● The problem
Here are some records; copy every line that holds the word "tight".

(Collected data)
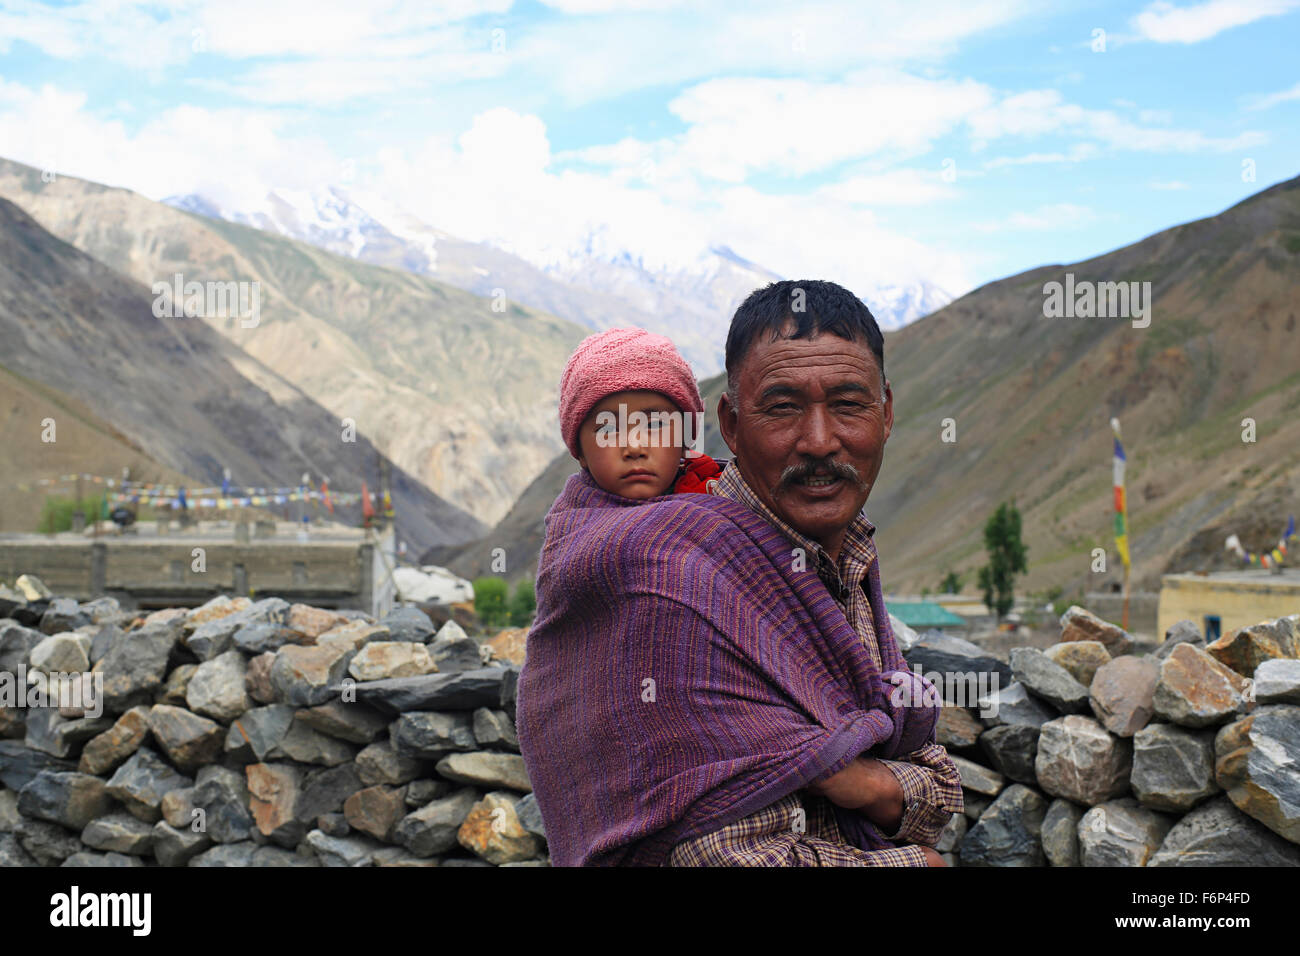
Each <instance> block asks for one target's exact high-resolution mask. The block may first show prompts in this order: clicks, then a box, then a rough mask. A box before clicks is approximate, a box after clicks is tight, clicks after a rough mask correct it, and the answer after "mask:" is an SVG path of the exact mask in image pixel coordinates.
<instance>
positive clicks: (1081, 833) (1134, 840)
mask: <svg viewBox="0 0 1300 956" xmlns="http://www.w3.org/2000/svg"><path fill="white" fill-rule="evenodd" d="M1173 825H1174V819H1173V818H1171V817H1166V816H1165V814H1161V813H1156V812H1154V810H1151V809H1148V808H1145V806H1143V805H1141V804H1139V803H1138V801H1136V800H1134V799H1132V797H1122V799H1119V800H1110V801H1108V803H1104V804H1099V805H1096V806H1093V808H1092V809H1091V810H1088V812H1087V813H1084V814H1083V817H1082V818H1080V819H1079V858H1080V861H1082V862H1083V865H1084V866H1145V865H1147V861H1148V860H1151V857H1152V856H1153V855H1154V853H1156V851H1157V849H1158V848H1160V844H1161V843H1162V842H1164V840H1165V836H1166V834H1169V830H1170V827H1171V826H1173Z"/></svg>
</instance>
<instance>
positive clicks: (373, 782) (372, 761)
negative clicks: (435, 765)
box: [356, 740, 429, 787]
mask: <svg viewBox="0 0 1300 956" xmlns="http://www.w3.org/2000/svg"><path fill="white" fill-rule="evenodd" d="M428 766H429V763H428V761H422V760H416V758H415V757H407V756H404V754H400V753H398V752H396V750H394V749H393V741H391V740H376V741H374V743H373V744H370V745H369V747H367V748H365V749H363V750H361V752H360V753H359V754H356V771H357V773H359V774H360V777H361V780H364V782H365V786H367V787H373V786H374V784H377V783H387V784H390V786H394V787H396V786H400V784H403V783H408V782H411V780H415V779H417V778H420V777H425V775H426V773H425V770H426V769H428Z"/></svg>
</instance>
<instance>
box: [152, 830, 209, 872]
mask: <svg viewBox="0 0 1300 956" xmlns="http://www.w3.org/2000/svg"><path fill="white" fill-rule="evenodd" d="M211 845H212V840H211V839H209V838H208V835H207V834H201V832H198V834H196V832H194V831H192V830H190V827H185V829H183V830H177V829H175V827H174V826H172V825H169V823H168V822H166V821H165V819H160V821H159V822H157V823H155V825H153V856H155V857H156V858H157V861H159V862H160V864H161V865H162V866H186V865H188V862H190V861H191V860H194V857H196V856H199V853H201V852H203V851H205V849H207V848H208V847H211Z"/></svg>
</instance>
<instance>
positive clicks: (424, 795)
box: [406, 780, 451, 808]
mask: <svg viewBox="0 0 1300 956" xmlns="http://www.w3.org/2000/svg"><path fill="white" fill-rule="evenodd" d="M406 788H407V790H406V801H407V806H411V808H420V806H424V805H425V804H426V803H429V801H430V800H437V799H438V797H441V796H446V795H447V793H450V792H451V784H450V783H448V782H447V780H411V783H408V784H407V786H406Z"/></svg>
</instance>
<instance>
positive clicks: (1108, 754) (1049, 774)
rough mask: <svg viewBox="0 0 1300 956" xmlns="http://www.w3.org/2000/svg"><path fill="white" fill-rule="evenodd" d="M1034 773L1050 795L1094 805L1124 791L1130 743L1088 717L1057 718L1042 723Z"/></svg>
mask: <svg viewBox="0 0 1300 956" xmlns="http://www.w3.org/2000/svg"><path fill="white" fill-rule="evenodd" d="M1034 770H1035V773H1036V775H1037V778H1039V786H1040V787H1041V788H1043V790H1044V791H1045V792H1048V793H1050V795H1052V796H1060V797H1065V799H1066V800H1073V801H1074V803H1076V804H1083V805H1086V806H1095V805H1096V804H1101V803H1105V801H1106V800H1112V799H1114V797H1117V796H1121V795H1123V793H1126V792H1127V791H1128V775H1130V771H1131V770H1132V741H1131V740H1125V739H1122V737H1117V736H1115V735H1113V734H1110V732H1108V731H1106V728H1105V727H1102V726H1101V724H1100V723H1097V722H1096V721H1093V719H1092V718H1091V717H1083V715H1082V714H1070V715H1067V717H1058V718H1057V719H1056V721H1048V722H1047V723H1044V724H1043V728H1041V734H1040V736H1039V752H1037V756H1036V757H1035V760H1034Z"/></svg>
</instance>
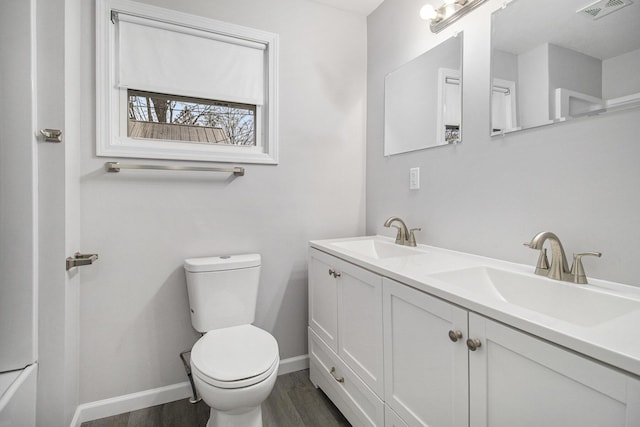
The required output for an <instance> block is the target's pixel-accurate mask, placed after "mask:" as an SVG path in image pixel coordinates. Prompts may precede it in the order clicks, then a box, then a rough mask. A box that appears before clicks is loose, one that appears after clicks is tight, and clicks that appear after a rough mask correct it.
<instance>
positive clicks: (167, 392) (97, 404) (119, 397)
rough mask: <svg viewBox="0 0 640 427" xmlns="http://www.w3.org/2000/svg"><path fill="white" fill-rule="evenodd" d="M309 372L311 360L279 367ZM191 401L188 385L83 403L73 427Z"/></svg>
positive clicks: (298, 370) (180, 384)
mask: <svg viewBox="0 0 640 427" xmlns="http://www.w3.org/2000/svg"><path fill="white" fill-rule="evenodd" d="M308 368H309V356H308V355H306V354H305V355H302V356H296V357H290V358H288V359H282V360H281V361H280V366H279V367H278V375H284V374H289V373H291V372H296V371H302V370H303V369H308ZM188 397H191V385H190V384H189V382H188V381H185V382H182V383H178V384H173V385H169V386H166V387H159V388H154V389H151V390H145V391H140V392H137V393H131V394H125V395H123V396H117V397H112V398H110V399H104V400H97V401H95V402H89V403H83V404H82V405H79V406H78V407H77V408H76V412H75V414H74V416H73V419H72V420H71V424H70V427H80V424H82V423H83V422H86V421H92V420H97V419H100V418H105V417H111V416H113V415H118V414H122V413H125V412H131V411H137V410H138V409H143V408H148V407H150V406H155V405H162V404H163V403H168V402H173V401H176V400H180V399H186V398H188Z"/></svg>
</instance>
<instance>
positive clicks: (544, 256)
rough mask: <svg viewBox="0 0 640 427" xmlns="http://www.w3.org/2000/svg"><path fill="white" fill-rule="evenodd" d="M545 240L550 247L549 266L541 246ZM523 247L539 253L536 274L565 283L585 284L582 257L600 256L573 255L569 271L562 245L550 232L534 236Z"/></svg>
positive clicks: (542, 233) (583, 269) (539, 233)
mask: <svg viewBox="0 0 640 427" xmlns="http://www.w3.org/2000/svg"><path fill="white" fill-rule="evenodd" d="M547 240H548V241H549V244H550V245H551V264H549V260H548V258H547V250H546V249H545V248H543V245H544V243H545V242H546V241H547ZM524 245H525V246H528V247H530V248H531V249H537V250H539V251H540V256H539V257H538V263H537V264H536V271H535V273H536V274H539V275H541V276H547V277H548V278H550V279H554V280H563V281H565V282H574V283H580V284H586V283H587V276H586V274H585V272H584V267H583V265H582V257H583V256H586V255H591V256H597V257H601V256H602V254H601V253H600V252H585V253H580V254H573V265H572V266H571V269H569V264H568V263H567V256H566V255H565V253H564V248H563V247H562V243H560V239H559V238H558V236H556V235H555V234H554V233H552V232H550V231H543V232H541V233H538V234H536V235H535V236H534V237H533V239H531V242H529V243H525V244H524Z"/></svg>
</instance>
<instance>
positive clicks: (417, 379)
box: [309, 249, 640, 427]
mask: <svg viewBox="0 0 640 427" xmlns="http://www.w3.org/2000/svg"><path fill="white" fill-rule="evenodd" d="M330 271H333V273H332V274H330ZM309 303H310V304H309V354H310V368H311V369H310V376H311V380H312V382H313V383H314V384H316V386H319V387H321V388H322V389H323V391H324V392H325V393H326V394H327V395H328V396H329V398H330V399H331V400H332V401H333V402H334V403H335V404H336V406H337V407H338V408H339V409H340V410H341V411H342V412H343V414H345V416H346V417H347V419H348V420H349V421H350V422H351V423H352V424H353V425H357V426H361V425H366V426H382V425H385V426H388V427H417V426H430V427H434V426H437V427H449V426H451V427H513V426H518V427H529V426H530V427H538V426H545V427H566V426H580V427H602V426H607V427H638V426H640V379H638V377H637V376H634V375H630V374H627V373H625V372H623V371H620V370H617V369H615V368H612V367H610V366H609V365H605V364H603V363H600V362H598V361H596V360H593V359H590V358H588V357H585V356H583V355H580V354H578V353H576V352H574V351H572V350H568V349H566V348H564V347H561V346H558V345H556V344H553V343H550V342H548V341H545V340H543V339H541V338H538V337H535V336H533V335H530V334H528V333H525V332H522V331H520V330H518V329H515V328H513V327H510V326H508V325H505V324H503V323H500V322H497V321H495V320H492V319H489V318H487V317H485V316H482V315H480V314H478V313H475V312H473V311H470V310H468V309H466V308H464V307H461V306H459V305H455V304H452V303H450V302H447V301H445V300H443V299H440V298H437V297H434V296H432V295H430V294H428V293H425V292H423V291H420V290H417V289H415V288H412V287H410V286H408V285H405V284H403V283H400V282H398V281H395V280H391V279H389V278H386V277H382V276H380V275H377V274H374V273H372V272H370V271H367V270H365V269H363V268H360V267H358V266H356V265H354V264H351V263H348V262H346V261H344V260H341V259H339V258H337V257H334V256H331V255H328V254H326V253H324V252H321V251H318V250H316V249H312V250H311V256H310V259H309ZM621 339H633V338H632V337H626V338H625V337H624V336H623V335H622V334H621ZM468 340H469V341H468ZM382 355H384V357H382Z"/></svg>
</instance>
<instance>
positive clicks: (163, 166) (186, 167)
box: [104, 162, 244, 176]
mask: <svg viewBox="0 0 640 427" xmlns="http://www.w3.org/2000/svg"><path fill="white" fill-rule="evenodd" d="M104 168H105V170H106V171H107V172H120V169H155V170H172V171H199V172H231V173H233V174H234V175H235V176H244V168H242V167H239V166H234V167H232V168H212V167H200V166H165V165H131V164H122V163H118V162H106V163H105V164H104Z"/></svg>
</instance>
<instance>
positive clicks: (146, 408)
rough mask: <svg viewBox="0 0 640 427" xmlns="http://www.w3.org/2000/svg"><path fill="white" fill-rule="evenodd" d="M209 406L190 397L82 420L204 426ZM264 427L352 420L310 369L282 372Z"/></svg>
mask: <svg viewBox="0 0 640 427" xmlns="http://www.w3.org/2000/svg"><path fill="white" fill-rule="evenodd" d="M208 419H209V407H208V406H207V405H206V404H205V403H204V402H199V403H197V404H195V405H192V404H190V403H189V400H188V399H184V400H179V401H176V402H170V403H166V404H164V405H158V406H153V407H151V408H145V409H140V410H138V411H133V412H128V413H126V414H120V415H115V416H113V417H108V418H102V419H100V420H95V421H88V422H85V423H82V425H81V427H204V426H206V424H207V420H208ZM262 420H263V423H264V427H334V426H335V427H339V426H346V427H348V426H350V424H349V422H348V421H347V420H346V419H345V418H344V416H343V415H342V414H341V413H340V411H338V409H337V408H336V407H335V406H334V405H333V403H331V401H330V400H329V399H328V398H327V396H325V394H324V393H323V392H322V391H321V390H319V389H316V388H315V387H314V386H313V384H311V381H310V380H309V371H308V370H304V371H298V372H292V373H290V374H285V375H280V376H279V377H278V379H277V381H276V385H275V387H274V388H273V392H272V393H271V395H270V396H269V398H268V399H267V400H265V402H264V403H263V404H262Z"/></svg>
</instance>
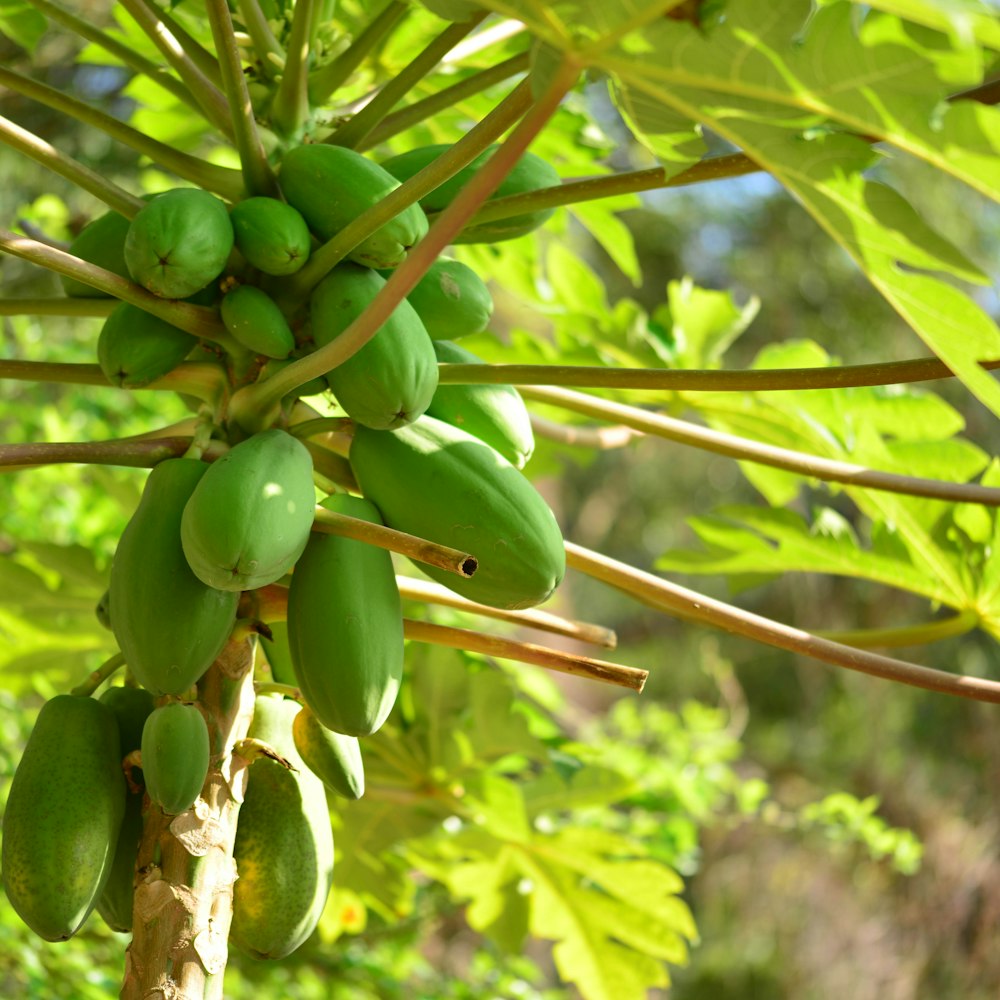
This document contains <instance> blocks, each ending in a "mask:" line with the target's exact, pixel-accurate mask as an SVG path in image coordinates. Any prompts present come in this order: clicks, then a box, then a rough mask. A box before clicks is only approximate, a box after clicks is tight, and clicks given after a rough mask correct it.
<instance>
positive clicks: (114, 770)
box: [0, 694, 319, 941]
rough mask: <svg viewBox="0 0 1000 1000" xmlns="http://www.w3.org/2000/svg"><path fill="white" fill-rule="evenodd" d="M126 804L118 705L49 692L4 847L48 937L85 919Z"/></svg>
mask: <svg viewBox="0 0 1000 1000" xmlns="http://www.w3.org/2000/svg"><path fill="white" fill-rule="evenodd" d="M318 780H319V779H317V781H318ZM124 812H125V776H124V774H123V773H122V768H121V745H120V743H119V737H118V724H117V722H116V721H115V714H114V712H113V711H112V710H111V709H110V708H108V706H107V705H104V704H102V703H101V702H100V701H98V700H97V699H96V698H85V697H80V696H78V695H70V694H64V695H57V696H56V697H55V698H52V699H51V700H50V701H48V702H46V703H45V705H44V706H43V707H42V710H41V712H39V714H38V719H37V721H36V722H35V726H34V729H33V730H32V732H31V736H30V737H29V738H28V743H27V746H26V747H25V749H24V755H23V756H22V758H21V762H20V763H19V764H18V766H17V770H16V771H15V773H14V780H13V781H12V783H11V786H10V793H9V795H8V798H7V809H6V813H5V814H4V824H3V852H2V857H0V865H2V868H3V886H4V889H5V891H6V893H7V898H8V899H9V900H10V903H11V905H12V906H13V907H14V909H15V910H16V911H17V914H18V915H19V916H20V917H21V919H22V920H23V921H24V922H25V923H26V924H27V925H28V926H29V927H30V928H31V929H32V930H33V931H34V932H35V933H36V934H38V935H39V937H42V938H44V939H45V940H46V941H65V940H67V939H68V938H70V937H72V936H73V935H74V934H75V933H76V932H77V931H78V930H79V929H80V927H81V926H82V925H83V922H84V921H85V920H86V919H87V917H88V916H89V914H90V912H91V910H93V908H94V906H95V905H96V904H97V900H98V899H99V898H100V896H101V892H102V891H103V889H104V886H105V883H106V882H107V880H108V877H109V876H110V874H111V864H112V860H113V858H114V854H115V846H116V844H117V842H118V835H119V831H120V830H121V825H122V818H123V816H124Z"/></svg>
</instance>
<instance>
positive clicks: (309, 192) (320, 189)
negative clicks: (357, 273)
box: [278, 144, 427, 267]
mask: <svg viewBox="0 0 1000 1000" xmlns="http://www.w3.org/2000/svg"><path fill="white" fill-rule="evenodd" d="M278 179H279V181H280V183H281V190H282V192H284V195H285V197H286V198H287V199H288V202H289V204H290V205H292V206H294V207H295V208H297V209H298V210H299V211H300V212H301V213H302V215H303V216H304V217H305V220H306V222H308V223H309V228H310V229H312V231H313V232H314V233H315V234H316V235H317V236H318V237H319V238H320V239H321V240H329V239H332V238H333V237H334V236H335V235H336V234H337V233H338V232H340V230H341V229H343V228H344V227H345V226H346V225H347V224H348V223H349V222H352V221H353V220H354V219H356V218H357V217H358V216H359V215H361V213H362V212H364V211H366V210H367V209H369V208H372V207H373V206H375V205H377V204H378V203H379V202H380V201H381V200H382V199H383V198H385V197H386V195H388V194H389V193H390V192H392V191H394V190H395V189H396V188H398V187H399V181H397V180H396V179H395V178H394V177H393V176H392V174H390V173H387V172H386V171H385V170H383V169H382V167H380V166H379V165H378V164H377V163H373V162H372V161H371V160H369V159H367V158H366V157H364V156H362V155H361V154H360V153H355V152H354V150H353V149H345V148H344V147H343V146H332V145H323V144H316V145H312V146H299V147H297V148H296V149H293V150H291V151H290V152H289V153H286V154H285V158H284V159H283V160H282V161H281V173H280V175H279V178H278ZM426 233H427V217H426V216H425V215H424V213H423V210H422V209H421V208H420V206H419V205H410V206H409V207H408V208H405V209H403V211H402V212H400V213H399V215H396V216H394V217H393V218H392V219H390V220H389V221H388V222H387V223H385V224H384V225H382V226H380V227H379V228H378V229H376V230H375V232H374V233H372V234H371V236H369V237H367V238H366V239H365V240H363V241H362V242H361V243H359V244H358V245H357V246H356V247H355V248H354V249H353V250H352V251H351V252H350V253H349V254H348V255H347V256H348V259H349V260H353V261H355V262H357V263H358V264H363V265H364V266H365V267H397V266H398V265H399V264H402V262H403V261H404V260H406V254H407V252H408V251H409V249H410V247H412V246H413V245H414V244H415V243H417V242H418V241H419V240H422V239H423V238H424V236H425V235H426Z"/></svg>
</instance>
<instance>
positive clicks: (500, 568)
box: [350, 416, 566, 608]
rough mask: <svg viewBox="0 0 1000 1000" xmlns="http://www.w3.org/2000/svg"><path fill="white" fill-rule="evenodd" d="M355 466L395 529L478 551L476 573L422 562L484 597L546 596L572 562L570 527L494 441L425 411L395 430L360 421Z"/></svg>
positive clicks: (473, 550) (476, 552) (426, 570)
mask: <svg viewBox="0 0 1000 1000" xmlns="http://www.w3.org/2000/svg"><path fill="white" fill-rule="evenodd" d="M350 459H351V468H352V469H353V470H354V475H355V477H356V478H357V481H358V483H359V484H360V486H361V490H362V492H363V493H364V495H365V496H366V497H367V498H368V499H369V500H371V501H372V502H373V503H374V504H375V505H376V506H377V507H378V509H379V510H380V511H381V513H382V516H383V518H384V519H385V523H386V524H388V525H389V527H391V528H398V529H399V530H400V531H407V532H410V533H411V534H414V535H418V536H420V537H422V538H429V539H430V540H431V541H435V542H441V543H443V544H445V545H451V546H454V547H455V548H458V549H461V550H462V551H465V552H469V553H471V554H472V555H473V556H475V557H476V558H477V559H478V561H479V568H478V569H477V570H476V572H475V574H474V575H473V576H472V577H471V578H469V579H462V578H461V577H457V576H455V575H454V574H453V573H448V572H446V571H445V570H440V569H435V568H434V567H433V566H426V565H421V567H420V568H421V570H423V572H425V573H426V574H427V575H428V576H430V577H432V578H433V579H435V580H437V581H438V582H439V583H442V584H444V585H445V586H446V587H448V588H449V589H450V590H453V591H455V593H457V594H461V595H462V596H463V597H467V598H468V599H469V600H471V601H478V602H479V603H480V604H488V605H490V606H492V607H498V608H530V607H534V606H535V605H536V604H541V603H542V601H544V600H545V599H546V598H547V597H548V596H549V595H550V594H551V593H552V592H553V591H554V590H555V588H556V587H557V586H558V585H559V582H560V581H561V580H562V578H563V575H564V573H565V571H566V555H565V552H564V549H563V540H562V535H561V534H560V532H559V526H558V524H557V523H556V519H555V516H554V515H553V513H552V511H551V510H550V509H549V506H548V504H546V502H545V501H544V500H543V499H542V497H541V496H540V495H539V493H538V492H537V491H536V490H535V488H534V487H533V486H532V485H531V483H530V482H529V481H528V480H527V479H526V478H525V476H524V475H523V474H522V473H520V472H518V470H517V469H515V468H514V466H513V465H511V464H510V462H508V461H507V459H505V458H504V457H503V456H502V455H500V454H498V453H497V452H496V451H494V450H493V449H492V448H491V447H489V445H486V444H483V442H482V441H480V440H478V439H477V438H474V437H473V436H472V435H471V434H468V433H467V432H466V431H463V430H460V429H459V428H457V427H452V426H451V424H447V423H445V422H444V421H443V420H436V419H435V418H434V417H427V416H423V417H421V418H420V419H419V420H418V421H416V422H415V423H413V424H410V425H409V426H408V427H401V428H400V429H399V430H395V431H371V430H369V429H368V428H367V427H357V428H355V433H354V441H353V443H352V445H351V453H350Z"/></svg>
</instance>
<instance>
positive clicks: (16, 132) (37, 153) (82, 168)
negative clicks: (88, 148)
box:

● Solution for this task
Each <instance> block asks for one target's exact high-resolution mask. The block may first show prompts in this order: clicks, then a box, then a rough mask. A box before clicks is approximate, a box after clicks is tight, clicks after a rough mask correct it, and the answer after "mask:" is an SVG path of the exact mask in image pixel coordinates.
The required output for an <instance> block is the target's pixel-accurate mask, placed after "mask:" as an SVG path in image pixel coordinates. Prompts may precede it in the order clicks, then a box, then a rough mask. A box that appears before clicks is loose, one that appears after clicks is tight, and clicks that appear after a rough mask correct it.
This document contains <instance> blocks, each ending in a "mask:" line with the target's exact, pixel-accurate mask as an SVG path in image coordinates. Any prompts present come in this order: clicks, then a box, then a rough mask. A box before clicks is only approximate, a box after clicks is tight, and clicks given after a rough mask correct it.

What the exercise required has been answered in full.